Exercise details:
What is needed is an exact copy of the lines in the listing below, from the one with "the front side" up to and including the one with "of the garage", with no other lines.

──────── Records supplied ────────

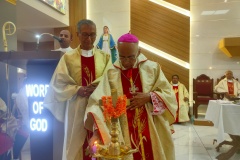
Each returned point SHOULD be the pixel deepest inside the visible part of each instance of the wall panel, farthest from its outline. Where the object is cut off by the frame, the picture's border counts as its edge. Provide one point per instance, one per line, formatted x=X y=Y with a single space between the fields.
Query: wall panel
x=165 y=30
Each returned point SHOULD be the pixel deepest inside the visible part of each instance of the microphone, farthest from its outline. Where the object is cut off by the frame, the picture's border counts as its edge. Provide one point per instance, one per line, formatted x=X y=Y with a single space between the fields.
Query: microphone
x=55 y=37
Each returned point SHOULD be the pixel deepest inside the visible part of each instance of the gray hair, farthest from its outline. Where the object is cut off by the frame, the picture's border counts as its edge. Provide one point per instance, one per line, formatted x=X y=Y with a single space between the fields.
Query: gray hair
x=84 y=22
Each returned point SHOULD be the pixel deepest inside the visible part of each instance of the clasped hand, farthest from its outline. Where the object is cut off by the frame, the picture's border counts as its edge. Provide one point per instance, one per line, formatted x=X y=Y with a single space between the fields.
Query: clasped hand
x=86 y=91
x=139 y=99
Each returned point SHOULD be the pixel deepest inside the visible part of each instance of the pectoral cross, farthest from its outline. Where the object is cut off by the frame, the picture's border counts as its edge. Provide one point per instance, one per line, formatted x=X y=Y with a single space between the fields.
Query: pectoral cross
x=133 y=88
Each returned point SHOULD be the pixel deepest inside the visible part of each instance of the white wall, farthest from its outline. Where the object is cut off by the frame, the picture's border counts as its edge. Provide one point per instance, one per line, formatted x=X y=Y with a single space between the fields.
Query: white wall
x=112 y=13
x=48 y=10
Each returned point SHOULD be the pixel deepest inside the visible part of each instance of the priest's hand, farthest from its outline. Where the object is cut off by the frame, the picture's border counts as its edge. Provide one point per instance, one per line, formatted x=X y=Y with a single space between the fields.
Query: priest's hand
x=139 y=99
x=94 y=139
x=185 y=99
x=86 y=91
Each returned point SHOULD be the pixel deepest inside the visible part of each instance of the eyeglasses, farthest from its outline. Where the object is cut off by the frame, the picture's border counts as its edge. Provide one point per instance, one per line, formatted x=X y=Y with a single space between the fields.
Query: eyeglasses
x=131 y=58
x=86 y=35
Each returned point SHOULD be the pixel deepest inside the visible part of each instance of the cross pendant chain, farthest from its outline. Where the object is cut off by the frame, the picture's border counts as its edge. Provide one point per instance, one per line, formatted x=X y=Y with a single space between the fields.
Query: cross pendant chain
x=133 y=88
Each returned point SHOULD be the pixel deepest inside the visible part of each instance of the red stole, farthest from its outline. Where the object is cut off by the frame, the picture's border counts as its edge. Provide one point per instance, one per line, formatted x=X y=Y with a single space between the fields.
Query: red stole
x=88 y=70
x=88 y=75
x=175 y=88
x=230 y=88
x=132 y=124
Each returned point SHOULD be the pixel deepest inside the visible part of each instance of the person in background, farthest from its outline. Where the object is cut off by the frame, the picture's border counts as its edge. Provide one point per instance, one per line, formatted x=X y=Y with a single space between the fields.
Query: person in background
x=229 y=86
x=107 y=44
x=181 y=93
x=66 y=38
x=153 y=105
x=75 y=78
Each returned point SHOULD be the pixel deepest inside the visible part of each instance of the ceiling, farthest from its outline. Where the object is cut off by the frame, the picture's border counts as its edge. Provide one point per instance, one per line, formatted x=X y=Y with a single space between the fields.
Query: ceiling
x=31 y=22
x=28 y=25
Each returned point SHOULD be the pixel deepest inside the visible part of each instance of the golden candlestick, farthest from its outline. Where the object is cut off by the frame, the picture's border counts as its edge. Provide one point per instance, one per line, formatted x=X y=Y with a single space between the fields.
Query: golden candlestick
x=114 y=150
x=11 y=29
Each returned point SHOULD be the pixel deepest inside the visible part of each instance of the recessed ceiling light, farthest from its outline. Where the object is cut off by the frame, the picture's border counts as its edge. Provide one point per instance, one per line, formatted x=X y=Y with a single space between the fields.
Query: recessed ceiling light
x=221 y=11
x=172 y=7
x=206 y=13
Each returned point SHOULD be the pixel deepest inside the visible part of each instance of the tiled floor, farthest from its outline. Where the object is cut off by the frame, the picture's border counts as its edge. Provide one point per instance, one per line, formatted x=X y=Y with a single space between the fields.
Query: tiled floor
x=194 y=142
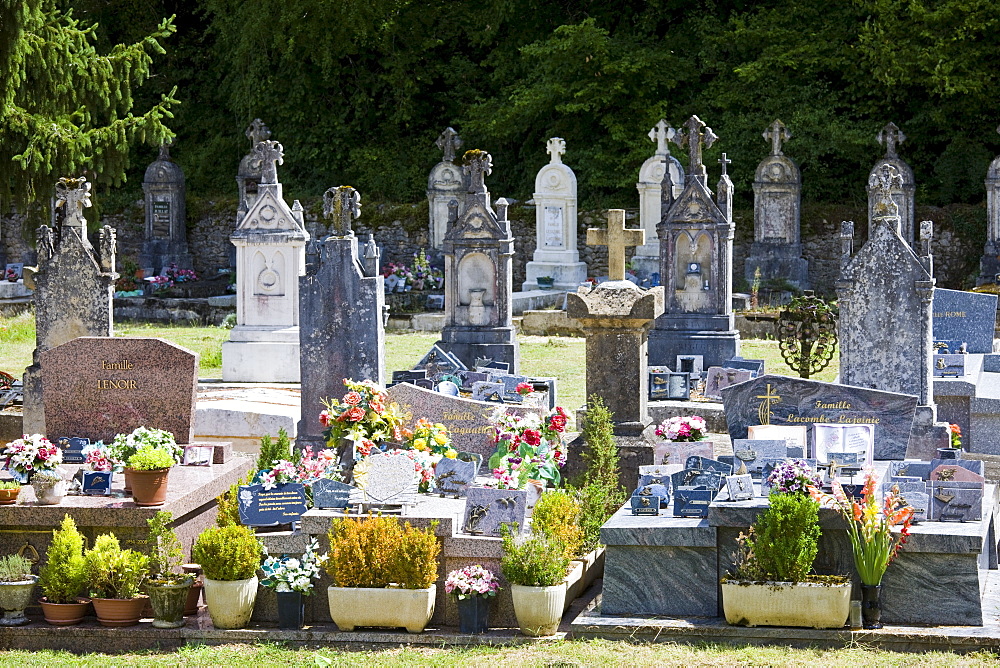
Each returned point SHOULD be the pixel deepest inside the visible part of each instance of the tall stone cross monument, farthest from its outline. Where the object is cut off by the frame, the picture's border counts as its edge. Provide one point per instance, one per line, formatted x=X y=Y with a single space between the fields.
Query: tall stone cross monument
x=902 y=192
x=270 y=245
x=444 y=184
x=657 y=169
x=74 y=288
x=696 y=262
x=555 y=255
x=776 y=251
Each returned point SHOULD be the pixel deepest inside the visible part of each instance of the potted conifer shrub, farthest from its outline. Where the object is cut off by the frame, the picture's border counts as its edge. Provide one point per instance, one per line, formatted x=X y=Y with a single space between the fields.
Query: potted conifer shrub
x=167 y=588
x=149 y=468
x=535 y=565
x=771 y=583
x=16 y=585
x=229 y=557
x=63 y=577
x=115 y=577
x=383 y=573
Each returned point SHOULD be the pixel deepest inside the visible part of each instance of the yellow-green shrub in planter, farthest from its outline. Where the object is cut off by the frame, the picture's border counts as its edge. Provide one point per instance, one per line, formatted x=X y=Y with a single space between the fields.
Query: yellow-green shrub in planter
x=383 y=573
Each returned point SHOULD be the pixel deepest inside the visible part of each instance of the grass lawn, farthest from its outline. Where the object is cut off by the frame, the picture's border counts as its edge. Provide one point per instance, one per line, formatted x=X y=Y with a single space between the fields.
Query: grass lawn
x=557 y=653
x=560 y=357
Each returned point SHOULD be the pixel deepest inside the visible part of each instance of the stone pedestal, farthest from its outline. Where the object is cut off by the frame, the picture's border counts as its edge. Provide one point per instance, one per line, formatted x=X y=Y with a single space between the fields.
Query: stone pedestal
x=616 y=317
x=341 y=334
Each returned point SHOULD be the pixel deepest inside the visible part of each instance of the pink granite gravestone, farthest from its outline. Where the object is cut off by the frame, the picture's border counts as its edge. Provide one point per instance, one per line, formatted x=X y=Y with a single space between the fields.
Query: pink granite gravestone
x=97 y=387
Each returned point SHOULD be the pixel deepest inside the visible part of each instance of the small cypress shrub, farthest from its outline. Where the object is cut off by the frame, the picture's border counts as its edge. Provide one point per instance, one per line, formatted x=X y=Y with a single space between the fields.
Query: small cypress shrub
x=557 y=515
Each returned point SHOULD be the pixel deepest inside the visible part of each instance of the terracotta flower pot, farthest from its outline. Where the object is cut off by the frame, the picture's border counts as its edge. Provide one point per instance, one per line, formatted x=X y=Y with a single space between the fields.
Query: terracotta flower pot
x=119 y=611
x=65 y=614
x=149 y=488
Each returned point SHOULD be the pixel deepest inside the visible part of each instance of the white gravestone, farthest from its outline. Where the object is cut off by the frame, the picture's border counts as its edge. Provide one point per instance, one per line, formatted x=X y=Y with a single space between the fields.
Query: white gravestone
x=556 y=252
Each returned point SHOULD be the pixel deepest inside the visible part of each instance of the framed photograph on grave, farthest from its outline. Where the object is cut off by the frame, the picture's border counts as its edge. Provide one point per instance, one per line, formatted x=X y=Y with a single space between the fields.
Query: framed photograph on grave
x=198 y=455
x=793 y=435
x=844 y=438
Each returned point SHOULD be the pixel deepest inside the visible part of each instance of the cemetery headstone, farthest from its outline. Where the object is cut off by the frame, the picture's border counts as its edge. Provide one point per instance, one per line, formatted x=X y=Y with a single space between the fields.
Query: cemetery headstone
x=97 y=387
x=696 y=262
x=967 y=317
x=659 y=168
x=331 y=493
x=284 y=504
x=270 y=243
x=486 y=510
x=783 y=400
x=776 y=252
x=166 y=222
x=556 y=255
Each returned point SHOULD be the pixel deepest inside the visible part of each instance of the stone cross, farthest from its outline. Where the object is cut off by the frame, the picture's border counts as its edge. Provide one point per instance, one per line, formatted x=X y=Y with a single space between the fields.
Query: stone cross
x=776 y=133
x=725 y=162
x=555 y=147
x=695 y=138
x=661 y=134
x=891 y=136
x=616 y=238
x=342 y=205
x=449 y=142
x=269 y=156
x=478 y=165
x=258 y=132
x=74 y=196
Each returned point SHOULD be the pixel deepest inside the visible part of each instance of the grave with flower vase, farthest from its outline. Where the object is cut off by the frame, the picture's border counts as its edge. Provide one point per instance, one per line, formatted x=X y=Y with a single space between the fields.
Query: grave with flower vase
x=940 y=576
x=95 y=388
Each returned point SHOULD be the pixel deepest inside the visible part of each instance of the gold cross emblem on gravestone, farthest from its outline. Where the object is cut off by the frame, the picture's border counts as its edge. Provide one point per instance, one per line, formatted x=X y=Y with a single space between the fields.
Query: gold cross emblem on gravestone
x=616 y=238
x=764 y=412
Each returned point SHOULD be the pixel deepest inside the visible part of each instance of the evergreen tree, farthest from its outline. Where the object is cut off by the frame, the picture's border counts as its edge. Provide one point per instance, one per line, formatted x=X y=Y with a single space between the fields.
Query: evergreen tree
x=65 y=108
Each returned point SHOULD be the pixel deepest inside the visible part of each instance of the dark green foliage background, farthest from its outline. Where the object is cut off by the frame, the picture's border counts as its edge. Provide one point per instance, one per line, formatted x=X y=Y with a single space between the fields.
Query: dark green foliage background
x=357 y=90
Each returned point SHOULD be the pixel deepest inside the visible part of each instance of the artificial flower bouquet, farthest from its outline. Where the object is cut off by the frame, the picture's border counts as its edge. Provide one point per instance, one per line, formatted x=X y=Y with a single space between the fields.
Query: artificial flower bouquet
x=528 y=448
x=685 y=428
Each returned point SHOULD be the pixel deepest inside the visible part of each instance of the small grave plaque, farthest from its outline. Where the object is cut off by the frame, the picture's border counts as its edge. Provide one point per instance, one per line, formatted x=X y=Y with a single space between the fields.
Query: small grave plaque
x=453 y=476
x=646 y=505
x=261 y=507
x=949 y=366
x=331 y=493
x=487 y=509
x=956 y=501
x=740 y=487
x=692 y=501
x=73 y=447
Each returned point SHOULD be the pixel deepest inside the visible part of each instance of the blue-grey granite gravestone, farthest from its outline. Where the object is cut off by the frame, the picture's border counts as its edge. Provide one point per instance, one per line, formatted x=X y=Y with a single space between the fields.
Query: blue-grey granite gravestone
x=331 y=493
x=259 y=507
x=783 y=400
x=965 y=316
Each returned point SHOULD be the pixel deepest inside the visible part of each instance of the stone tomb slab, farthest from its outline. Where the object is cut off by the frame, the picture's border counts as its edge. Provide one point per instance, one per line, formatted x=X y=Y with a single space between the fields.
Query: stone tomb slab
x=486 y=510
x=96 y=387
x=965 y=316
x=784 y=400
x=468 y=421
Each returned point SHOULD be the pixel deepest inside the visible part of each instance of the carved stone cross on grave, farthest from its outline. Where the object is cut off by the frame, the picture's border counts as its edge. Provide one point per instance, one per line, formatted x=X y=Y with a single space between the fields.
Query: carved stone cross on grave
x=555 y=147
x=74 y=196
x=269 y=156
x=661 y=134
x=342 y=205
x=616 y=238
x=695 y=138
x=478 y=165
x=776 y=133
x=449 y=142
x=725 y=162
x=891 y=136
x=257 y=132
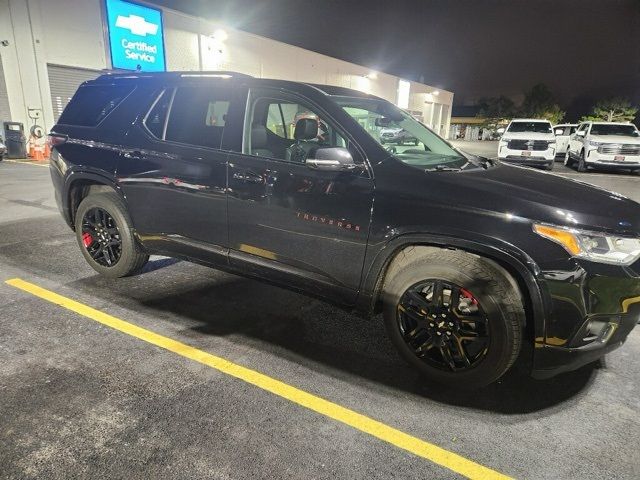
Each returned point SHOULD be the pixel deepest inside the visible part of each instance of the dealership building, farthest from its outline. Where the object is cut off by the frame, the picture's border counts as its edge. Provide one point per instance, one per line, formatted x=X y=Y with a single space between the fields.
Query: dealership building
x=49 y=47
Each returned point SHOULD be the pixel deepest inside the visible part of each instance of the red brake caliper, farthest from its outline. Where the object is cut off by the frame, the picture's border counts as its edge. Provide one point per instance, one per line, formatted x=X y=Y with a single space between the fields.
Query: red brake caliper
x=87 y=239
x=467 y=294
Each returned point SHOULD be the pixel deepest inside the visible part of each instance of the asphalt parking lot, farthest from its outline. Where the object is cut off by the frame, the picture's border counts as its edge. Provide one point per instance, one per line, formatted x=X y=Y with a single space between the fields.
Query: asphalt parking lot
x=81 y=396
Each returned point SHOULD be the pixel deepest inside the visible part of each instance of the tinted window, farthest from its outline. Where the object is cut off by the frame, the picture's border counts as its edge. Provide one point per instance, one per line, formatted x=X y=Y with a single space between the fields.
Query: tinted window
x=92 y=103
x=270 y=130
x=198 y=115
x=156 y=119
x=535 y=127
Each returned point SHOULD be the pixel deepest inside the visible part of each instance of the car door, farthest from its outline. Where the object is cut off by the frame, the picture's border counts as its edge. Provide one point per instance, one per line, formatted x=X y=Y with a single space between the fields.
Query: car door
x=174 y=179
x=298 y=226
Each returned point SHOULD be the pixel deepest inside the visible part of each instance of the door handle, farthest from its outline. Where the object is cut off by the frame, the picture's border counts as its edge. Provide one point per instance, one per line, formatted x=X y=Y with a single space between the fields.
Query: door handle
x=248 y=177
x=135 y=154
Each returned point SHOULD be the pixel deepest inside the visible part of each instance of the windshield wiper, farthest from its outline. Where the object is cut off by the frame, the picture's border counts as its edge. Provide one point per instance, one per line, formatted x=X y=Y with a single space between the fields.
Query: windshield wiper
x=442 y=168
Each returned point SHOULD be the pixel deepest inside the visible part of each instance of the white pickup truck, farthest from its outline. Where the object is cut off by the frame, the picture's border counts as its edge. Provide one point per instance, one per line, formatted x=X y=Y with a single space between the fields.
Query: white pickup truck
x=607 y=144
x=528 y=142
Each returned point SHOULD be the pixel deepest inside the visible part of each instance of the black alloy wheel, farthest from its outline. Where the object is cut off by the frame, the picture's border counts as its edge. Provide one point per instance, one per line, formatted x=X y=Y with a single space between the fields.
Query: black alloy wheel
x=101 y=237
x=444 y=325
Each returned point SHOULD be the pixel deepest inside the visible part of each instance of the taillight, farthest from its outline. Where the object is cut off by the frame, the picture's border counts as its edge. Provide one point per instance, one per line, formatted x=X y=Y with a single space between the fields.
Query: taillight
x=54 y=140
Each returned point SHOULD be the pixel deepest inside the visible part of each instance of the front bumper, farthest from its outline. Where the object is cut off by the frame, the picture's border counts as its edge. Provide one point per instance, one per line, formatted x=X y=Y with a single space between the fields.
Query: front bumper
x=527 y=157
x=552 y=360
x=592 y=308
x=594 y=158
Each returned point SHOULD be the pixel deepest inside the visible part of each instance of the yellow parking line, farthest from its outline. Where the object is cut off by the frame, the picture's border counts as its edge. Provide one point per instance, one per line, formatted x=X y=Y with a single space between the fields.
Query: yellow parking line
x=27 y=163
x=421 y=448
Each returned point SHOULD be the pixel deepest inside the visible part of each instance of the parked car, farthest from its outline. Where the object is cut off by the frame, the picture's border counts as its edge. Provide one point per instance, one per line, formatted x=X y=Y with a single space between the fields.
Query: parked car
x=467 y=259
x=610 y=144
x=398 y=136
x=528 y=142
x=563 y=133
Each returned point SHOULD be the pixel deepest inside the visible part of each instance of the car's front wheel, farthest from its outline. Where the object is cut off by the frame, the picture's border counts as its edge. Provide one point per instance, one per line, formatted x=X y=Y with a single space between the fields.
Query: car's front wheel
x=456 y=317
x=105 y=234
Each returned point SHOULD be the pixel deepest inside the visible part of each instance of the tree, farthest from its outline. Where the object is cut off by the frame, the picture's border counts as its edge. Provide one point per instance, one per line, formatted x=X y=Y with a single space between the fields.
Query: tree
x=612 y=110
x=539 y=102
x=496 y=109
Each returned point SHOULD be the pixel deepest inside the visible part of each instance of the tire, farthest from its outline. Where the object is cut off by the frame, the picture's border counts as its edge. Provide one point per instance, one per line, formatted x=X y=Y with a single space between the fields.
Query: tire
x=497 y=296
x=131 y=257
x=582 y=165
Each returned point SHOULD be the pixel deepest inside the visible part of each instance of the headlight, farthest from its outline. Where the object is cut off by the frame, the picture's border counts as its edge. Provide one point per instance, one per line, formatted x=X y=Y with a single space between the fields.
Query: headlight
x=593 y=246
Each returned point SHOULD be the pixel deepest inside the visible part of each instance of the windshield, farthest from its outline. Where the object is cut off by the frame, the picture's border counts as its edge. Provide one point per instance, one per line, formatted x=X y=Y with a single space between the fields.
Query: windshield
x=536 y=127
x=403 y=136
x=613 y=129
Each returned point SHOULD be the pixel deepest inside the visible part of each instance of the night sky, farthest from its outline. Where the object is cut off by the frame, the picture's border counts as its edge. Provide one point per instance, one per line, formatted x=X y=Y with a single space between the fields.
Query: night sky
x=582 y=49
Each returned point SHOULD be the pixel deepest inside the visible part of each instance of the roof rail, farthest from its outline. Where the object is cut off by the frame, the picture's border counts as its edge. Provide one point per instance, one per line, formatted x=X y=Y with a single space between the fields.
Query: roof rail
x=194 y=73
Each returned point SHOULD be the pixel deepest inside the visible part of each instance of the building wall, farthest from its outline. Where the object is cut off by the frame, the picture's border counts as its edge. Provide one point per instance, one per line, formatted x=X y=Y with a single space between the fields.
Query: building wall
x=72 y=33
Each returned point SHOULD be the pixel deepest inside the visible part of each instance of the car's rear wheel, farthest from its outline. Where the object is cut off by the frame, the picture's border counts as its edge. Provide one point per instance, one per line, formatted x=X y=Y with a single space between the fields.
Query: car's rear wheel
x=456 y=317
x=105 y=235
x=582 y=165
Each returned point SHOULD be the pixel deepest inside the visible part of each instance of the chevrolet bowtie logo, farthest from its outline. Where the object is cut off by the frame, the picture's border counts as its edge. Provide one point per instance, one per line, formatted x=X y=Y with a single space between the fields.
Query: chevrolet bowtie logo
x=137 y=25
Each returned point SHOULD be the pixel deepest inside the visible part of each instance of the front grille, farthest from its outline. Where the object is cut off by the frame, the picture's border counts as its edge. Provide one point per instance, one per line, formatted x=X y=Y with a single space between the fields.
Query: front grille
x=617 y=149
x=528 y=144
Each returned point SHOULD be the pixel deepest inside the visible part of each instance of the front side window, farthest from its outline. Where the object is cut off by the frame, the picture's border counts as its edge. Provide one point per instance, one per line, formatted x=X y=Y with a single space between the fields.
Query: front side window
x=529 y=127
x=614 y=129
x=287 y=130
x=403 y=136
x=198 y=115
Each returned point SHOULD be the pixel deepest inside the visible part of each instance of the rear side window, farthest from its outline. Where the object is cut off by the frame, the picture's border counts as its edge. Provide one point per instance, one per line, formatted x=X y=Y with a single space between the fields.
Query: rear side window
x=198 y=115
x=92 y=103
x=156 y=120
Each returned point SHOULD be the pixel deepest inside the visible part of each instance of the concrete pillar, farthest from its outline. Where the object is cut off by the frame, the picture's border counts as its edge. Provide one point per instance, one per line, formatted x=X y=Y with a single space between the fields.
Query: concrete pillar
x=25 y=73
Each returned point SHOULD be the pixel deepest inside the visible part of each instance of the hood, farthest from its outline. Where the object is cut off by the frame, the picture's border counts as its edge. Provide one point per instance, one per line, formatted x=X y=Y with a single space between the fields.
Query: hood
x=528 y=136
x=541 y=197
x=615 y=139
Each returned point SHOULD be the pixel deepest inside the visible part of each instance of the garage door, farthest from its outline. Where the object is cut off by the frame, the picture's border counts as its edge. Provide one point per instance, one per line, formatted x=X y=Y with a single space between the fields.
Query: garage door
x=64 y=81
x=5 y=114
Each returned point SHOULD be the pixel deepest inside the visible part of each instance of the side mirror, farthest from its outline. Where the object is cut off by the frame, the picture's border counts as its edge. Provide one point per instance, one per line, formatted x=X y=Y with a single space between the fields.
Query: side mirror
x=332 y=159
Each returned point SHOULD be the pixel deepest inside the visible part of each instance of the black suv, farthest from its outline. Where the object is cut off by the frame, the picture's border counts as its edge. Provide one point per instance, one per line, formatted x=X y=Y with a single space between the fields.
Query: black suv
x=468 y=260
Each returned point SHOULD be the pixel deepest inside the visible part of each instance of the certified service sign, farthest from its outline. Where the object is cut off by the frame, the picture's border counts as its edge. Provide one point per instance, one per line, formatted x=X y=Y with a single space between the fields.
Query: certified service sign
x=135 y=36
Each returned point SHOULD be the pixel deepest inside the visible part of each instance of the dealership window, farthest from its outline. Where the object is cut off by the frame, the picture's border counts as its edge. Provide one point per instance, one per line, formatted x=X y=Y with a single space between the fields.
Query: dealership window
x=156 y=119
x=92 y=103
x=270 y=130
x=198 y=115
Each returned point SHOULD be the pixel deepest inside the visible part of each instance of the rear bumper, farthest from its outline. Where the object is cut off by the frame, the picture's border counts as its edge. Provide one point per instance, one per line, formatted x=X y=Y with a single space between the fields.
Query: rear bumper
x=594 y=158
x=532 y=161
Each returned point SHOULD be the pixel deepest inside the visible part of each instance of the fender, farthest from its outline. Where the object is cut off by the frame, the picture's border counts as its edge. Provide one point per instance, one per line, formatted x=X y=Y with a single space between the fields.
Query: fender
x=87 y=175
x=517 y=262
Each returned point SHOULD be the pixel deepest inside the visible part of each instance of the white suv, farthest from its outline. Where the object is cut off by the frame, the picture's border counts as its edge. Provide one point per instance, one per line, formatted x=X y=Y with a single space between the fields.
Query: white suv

────────

Solution to the problem:
Each returned point SHOULD be the pixel deepest inside the visible part of each instance of the front side window, farthest from its outline. Where the object is cut off by the frame, the picture's border counts as its edge. Provide one point per instance, one per line, formatted x=X y=Y with a single space between the fields.
Query: front side window
x=529 y=127
x=614 y=129
x=287 y=130
x=403 y=136
x=198 y=115
Each returned point SHOULD be the pixel deepest inside the visible part of each instance of the rear side window, farthest from its outline. Where the object is cut off by the frame, the picture's border counts as its edge. Provide one point per instance, one per line, formatted x=X y=Y with a single space between the fields.
Query: rear side window
x=198 y=115
x=92 y=103
x=156 y=120
Each returned point SHOULD be the pixel deepest inside the visible part of each instance of the concrete pillar, farthest from its outline. Where the object is cut off by the frame, the picture's border counts as its edge. Provide one point per instance, one per line, formatted x=X y=Y with a single space between the fields.
Query: concrete pillar
x=25 y=73
Each returned point SHOULD be the pixel deepest inside the visible part of each instance of the hood, farthest from its outline. Where the object is cut off by the frame, the picture's border counts as its edge. Provide one point per instance, one per line, formatted x=X y=Y with a single space between the fields.
Query: hood
x=528 y=136
x=541 y=197
x=615 y=139
Each returned point SHOULD be the pixel deepest inside the visible part of each instance of the garage door, farthest from its outline. Where the object is cut off by the frame, the picture's border counts as its edge. Provide one point per instance, one per line, formatted x=X y=Y with a single space between the fields.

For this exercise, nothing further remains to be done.